## Records from a data source
--*--

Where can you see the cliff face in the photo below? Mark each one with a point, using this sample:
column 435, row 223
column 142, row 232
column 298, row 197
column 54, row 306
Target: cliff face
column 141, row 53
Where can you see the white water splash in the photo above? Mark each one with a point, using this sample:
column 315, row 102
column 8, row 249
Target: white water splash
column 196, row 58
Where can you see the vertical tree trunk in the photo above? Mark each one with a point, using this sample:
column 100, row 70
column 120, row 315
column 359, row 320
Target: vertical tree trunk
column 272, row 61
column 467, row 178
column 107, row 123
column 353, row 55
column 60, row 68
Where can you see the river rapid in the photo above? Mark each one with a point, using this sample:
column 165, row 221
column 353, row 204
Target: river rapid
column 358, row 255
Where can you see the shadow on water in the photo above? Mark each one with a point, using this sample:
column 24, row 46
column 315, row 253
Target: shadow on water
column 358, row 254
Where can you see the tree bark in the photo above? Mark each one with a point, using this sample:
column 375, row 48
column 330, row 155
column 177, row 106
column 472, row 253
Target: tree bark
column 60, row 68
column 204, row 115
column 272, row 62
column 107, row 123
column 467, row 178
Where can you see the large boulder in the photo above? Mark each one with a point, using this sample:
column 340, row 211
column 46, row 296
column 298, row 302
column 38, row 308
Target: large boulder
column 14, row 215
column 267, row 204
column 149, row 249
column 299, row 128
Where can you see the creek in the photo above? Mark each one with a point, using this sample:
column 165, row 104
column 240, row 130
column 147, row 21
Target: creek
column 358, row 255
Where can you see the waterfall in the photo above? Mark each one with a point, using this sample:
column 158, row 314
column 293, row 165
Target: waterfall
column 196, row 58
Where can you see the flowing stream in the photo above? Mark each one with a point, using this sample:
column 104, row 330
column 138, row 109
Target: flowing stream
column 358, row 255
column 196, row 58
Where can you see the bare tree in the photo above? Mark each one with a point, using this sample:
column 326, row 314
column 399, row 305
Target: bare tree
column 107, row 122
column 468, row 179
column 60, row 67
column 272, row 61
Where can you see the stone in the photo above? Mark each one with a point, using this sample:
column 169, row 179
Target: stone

--*--

## WHAT YOU HAVE TO DO
Each line from the one containing "Where can you see the river" through the last line of the entries is to be copied exactly, with no other lines added.

## ANSWER
Where can you see the river rapid in the photo above? Mark each one with a point, using this sample:
column 165, row 221
column 353, row 204
Target: river rapid
column 358, row 255
Where can you see the shadow on water in the photo above? Mark each one with a point, using this sample:
column 24, row 46
column 315, row 253
Target: shadow on water
column 358, row 254
Where can you see the tree bark in the photo above? Mark each one with a point, using this sample:
column 375, row 48
column 330, row 155
column 177, row 106
column 472, row 253
Target: tree bark
column 60, row 68
column 204, row 115
column 272, row 62
column 107, row 123
column 467, row 178
Where can you see the large boulder in the photo above? Mark each one with a point, using this sample:
column 340, row 211
column 46, row 296
column 298, row 302
column 38, row 308
Target: large boulder
column 14, row 215
column 267, row 204
column 149, row 249
column 299, row 128
Where can you see the creek in the photo above? Mark each one with a point, using this sample:
column 165, row 104
column 240, row 130
column 147, row 21
Target: creek
column 358, row 255
Where can you see the waterfall in the photo above? Mark each one with a point, using this sample:
column 158, row 314
column 293, row 165
Target: waterfall
column 196, row 58
Where can you see the flowing stream in the photo above? Mark each one with a point, using this sample:
column 104, row 330
column 138, row 109
Target: flowing stream
column 358, row 255
column 196, row 58
Where can you see the bare tree in the photo above? Mark each one with a point, using this sample:
column 326, row 314
column 399, row 305
Target: bare tree
column 107, row 122
column 468, row 179
column 60, row 67
column 272, row 61
Where can you see the stone in the photo above? Mark each one with a point, using this sample:
column 169, row 179
Target: stone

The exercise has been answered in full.